> **The exercise**: Find the line containing "of the dark". Retype it and every line after it through the end of the entries, exactly as written, with nothing added.

== Material shown

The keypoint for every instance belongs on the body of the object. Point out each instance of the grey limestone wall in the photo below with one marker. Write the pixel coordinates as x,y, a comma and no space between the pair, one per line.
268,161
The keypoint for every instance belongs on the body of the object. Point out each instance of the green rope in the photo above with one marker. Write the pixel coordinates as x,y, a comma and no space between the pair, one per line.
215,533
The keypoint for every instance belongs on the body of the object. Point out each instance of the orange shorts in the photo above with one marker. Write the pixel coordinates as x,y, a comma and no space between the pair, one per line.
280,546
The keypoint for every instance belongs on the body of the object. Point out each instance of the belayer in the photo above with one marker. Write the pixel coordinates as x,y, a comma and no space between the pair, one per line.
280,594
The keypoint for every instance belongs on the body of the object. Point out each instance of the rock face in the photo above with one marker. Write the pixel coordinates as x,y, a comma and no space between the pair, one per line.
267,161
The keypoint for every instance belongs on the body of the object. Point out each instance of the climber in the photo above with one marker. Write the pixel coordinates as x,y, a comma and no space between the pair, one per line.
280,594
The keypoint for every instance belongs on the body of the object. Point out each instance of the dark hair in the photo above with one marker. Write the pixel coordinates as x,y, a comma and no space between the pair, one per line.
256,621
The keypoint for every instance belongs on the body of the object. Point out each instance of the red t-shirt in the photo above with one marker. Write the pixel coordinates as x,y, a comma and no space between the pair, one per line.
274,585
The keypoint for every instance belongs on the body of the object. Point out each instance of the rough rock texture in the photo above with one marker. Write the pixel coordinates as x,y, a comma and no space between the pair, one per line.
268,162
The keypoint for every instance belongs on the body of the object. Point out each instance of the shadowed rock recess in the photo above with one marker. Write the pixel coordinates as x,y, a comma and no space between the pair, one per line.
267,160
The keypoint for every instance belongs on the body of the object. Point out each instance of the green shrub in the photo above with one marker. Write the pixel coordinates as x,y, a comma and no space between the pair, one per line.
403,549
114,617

====

> **Problem solution**:
The keypoint for every instance belongs on the body of the object. Point out each instance of the dark hair in the photo above with one marker. Write the pixel coordinates as x,y, a comma and no space between the pair, one per line.
256,621
The keypoint for every instance belongs on the body of the object. Point out each instance of the red t-shirt in the photo above with one marker. Write the pixel coordinates as x,y, a comma and no space between the pair, one per line.
274,585
The keypoint for every instance belongs on the body of the object. Point out each instance of the rough rock texture in the photo above with one marker. Write the pixel coordinates as x,y, a comma and no space between the pair, one per line.
268,162
The keypoint for every instance belongs on the body of the object. Point out each instance of the shadowed rock recess in the photo above with one marker. Write the pixel coordinates as x,y, a comma and no space between the pair, one per line.
267,160
The keypoint for every instance belongs on the body of the object. Point out each instance of the green shrub in the photo above with one marker. Write the pixel coordinates as x,y, a comma and no space between the pair, one per line.
403,549
114,617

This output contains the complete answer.